-- Opening Marker --
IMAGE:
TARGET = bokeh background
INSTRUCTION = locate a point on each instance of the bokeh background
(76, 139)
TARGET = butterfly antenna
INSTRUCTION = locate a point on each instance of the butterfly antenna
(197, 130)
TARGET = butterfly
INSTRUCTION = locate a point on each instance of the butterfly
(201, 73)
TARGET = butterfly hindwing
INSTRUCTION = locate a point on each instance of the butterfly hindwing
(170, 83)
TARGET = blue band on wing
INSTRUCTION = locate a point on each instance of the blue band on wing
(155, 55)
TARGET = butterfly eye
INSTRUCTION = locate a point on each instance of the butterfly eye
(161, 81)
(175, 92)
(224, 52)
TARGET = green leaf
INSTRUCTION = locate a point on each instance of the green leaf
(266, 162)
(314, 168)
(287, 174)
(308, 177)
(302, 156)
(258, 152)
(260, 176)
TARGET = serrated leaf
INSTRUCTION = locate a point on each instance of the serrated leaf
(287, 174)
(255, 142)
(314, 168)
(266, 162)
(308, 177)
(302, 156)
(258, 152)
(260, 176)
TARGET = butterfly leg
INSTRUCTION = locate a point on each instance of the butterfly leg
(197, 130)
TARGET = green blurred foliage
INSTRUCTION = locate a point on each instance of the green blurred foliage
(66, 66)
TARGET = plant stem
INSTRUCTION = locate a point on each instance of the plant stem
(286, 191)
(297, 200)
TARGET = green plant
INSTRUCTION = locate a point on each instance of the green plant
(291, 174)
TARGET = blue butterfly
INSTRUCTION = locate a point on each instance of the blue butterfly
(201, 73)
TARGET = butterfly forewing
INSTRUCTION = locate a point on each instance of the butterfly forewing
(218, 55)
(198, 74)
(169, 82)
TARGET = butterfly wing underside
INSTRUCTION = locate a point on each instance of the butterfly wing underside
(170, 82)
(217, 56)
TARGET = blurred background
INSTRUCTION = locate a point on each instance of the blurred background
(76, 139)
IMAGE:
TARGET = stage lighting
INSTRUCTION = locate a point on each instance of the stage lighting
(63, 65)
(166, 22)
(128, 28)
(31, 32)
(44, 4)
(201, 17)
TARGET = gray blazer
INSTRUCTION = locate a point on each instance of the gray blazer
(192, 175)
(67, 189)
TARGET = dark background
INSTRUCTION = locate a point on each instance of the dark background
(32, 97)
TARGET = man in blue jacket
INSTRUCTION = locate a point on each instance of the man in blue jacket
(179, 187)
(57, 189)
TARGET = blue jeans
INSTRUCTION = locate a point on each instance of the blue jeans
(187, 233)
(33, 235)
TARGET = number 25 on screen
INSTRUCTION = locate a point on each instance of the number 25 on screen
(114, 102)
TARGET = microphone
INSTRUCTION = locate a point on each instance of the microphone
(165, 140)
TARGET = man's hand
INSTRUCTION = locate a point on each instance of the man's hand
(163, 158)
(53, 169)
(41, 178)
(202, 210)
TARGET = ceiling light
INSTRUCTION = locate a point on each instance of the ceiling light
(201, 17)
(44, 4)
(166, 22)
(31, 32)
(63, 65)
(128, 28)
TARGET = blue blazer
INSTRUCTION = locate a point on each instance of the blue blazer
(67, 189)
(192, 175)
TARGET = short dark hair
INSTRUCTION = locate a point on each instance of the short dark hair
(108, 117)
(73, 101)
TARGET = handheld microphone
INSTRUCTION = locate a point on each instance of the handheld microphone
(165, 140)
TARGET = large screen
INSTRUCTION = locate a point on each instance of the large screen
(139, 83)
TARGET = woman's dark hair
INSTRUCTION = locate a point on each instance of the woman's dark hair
-- Closing Marker --
▶ **ASSIGNMENT**
Your task is to retype the entries verbatim, starting with the line that holds "TARGET = plant stem" and stopping after the line that holds "TARGET = blurred background".

▶ **COMPLETED TASK**
TARGET = plant stem
INSTRUCTION = locate a point on each instance of the plant stem
(286, 191)
(297, 200)
TARGET = green plant
INSTRUCTION = locate a point on each instance of the green plant
(291, 174)
TARGET = blue butterfly
INSTRUCTION = locate a point on each instance of the blue butterfly
(201, 73)
TARGET = butterfly forewing
INSTRUCTION = locate a point on each instance of the butterfly forewing
(218, 55)
(198, 74)
(169, 82)
TARGET = butterfly wing underside
INSTRUCTION = locate a point on each instance of the butterfly wing underside
(170, 82)
(217, 56)
TARGET = blurred background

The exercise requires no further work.